Content starts

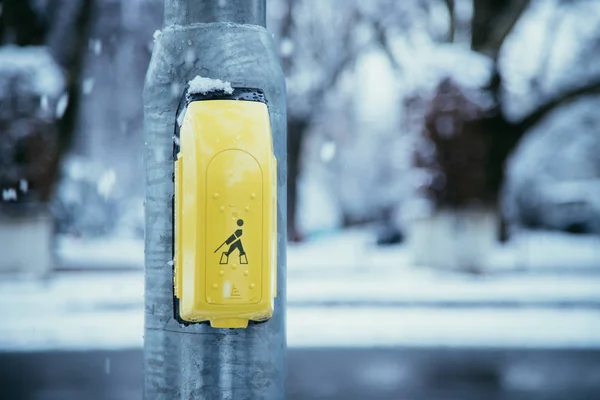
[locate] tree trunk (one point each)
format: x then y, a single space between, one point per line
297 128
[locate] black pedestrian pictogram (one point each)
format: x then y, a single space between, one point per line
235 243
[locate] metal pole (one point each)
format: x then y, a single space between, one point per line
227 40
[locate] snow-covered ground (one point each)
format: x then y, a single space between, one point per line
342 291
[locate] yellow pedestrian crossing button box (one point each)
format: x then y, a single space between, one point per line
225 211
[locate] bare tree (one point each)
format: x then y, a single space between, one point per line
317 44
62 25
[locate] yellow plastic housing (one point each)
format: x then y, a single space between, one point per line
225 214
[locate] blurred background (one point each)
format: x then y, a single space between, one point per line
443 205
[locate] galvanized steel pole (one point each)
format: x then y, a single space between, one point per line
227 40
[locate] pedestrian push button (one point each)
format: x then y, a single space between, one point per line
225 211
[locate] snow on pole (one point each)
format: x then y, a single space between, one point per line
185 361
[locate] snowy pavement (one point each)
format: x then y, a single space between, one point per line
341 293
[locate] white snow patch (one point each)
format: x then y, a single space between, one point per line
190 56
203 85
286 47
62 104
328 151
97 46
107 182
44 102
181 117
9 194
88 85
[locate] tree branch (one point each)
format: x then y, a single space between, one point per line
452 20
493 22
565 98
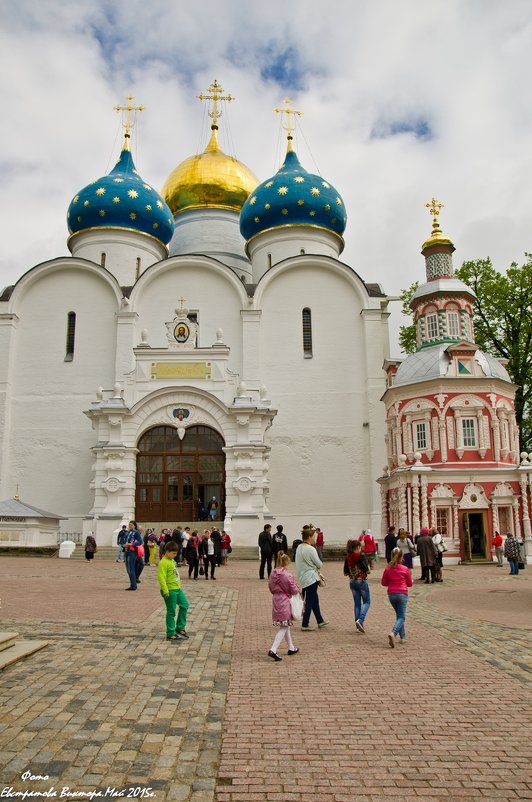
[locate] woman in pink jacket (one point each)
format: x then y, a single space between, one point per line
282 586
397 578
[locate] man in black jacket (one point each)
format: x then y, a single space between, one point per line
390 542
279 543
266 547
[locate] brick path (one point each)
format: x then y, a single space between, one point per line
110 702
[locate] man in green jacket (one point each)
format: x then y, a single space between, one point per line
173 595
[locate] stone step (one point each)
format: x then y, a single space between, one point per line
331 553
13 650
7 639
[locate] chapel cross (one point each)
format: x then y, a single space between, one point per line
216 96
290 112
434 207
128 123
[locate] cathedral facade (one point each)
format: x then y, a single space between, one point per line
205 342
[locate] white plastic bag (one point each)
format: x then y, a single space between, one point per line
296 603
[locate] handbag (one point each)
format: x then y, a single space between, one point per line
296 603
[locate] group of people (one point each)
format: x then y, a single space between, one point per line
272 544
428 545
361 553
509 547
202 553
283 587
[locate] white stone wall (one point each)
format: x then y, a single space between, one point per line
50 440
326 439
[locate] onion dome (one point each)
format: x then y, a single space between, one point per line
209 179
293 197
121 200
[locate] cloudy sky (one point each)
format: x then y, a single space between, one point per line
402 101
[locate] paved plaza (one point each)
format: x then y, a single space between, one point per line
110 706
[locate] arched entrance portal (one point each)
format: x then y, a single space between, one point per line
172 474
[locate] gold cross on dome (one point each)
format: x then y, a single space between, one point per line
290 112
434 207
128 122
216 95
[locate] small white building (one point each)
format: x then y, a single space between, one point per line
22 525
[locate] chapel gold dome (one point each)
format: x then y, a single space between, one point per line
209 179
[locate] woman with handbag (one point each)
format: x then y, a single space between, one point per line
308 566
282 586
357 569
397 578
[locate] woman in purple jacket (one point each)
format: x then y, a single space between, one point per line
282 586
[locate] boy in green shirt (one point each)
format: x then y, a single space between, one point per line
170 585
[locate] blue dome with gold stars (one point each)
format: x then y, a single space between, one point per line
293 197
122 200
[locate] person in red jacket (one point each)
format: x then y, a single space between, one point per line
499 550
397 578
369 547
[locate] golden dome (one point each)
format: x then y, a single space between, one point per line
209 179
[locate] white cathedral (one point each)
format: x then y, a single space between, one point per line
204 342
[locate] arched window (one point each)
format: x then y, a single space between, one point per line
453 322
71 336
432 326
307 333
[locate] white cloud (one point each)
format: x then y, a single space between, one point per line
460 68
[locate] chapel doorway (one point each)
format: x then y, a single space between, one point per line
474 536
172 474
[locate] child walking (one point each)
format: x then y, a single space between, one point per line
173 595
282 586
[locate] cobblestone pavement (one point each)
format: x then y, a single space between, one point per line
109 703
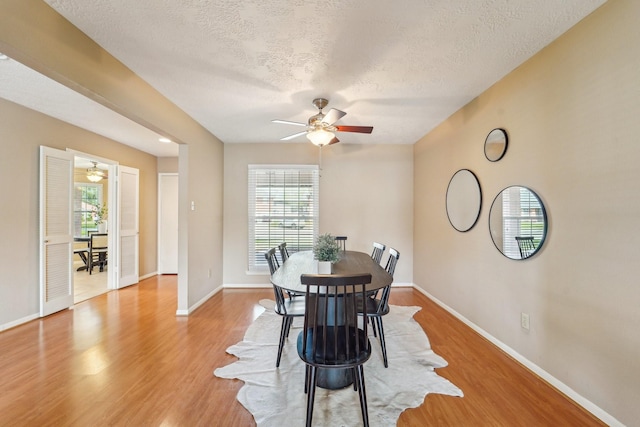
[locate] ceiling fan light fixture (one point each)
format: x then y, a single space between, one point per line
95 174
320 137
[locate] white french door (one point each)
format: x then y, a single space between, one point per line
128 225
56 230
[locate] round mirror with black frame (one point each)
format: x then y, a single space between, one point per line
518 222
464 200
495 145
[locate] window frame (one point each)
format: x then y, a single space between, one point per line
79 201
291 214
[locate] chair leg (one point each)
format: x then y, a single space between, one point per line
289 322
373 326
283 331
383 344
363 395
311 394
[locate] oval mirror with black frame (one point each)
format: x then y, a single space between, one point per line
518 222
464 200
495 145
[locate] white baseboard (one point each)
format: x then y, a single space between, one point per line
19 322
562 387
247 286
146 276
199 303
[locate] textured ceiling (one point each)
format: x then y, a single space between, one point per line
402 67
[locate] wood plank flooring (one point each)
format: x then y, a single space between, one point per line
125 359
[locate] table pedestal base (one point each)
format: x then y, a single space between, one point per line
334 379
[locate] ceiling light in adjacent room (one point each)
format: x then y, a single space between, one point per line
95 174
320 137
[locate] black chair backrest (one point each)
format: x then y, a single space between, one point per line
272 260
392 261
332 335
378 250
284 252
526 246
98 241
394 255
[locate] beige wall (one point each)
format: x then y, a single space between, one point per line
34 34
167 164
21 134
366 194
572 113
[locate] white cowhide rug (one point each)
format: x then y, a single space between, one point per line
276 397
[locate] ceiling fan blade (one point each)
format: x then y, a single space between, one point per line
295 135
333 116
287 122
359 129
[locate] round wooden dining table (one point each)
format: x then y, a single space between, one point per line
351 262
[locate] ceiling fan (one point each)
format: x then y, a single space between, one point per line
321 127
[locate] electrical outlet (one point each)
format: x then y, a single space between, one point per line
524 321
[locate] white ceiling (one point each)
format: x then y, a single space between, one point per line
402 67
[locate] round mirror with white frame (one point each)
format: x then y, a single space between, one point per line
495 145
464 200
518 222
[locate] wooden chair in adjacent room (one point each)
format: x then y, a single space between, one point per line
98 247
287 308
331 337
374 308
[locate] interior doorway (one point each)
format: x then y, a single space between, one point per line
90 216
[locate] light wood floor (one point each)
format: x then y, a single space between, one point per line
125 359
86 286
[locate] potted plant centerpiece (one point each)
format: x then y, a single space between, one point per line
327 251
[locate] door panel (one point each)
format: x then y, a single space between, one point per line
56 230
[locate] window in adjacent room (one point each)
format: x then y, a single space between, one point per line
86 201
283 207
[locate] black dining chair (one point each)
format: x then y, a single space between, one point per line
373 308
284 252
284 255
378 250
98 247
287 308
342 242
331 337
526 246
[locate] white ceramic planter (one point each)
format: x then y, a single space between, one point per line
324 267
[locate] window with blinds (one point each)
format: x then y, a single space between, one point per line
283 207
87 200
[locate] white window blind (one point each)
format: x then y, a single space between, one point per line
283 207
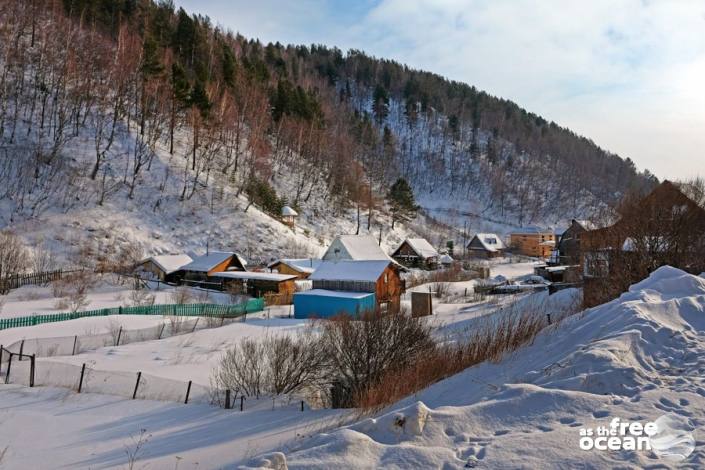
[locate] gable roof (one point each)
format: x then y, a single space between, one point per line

Content ends

ACTIVITY:
Everything in the data above, apart from the pictures, should be retyped exactly.

SOLUTION FOR THIS EXERCISE:
[locate] tree trunk (one point each)
format: x then y, a single space between, one point per line
297 128
[locate] black pedestrian pictogram (one point each)
format: x then y, a single space between, one point per line
235 243
[locate] metal pole (one point each)
format: x then y, a single space between, one point per line
227 40
[locate] snow-covered ground (one point each)
format: x then y, a single space between, one point per line
342 291
[locate] yellow pedestrian crossing button box (one point each)
format: x then y, a single space between, one point per line
225 211
[locate] bare tree (one point each)
format: x then y, a single space between, one point per line
317 44
62 25
[locate] yellow plastic housing (one point each)
format: x then y, a single space between, one point per line
225 214
[locate] blurred background (one point each)
format: x then y, a single space between, one point per line
443 205
[locate] galvanized steel pole (one point each)
format: x then y, a single space between, one point per line
227 40
[locate] pedestrian push button (one point each)
format: x then y, a single space between, one point per line
225 211
[locate] snow on pole (one point each)
format: x then y, a single space between, one point per line
185 361
[locate] snowy pavement (one point each)
format: x then y, a single space between, one point per line
341 293
[locate] white snow patch (one point each)
format: x then y, a single space between, one point per line
190 56
203 85
286 47
62 104
328 151
97 46
107 182
44 102
181 117
9 194
88 85
[locate] tree branch (one point each)
format: x then y, a single space between, one point per line
452 20
493 22
565 98
[locate] woman in pink jacket (one point each)
format: x then y, a single space between, one point per line
282 586
397 578
[locate] man in black jacket (one point each)
format: x then y, a single space between, one point per line
390 542
279 543
266 547
[locate] brick path (one point each)
format: x then y, a single space between, one point per line
110 702
[locate] man in green jacket (one point each)
format: x then y, a single space between, one point per line
173 595
[locate] stone step (one point each)
format: x then y, a single space between, one point per line
331 553
13 650
7 639
[locate] chapel cross (one point each)
format: x then y, a single space between, one point per line
216 96
290 112
434 207
128 123
[locate] cathedral facade (one point each)
format: x then y, a single space between, one point per line
205 342
[locate] white plastic bag (one point each)
format: x then y, a single space between, one point per line
296 603
[locate] handbag (one point each)
format: x then y, a single space between, one point per line
296 603
[locate] group of people (one point each)
format: x then y, a single space between, one point per line
272 544
428 545
361 553
509 547
202 553
283 587
[locate] white stone wall (one point each)
format: x then y, a single space between, one point per line
50 440
326 439
[locate] onion dome (one point each)
format: x then y, a single space between, one point per line
209 179
293 197
121 200
[locate] cloudy sky (one point each)
format: x then y, a single space between, one point per line
402 101
[locate] paved plaza (one point each)
format: x then y, a single space between, one point per line
110 706
[locate] arched entrance portal (one point each)
format: x then y, a single space between, one point per line
172 474
[locate] gold cross on dome (one point each)
format: x then y, a single space between, one point per line
290 112
434 207
128 122
216 95
[locate] small white building (one point each)
format: x then y, a single space between, one point per line
22 525
[locate] chapel gold dome (one point each)
format: x then y, a single space between, one point per line
209 179
[locate] woman with handbag (one point each)
format: x then y, a single space between, one point per line
308 566
282 586
357 569
397 578
[locate] woman in purple jacket (one point each)
format: x then y, a single space between, one point per line
282 586
[locate] boy in green shirt (one point each)
format: x then y, a single space between, one point per line
170 585
[locate] blue dome with gold stars (one point each)
format: x then y, a single space between, one point per line
293 197
122 200
[locate] person in red jacket (one point each)
format: x then y, a single space between, one point per line
499 550
397 578
369 547
[locate] golden dome (one point each)
format: x then y, a single space between, one point per line
209 179
[locate] white cathedral (one point each)
format: x then y, a single space between, one point per line
204 342
[locate] arched window (one point each)
format: x then y, a single space between, one point per line
453 322
71 336
432 326
307 333
[locate] white cloud (one point each)
format: x then y, a single space between, one point per line
460 68
[locate] chapel doorway (one point each)
format: x then y, a single space between, one point per line
474 536
172 474
[locate] child walking (one point each)
format: x then y, a single space between, one point per line
173 595
282 586
[locate] cobblestone pavement (one point each)
format: x then y, a single space between, one point per line
109 703
[locate] ceiling fan light fixture (one point each)
format: x then y, a single space between, one point per line
95 174
320 137
[locate] white french door (one point each)
format: x then y, a single space between, one point per line
128 225
56 230
[locate] round mirror with black frame (one point each)
format: x then y, a single space between, one point per line
518 222
464 200
495 145
[locate] window frame (one point each)
format: x then y, a single space between, one point per line
79 201
291 214
[locate] chair leg (one point each)
format: x then y, a single space between, one point per line
289 322
373 326
283 331
383 344
363 395
311 394
[locate] oval mirror with black frame (one point each)
format: x then y, a single space between, one point per line
518 222
464 200
495 145
[locate] white baseboard (one point each)
format: x then y, a single space between, one point per line
19 322
562 387
247 286
146 276
199 303
[locate] textured ceiling (one point each)
format: x then y, a single space between, one point per line
402 67
[locate] wood plank flooring (one point each)
format: x then y, a single space between, one point per line
125 359
[locate] table pedestal base (one point each)
format: x then y, a single space between, one point per line
334 379
[locate] ceiling light in adjacent room (one point each)
format: x then y, a single space between, one point per line
95 174
320 137
[locate] black chair backrest (one point each)
format: x then y, a single space between, one point per line
272 260
392 261
332 335
378 250
284 252
526 246
98 241
394 255
[locate] beige wall (one point each)
format: x then y, a single space between, one point per line
34 34
167 164
21 134
366 194
572 113
[locate] white cowhide rug (one point each)
format: x then y, a single space between, one point per line
276 397
[locate] ceiling fan blade (one point each)
format: x then y, a single space between, one point per line
295 135
333 116
287 122
359 129
[locate] round wooden dining table (one point each)
format: x then y, a single space between, one point per line
351 262
[locate] ceiling fan (one point each)
format: x then y, a single space between, one point per line
321 127
[locate] electrical outlet (one point each)
format: x then y, a single space between, one point per line
524 321
[locate] white ceiling (one point each)
format: x then y, a single space between, one point per line
402 67
[locate] round mirror with white frame (one point each)
format: x then y, a single space between, one point per line
495 145
464 200
518 222
[locate] wooden chair in adjacent room (one point each)
format: x then y, a single space between, one point per line
98 247
287 308
331 337
374 308
[locate] interior doorway (one point each)
format: x then y, a single space between, one point per line
90 216
[locate] light wood floor (one point each)
format: x then y, a single space between, one point per line
125 359
86 286
[locate] potted plant centerpiece (one point each)
format: x then y, a single space between, one point per line
327 251
[locate] door panel (one point each)
format: x then y, a single space between, one point per line
56 230
[locate] window in adjacent room (one point each)
format: x then y, a single space between, one point per line
86 201
283 207
[locate] black dining chair (one point each)
format: x then y, a single space between, one point per line
373 308
284 252
284 255
378 250
98 247
287 308
342 242
331 337
526 246
[locate] white ceramic planter (one point each)
format: x then y, a single space between, one point per line
324 267
[locate] window with blinds (one point each)
format: x then y, a single space between, one point per line
283 207
87 200
[locate] white window blind (one point each)
format: x then y, a single space between, one point per line
283 207
[locate] gable roof (one point each)
format: x then y, a single space between, one point per line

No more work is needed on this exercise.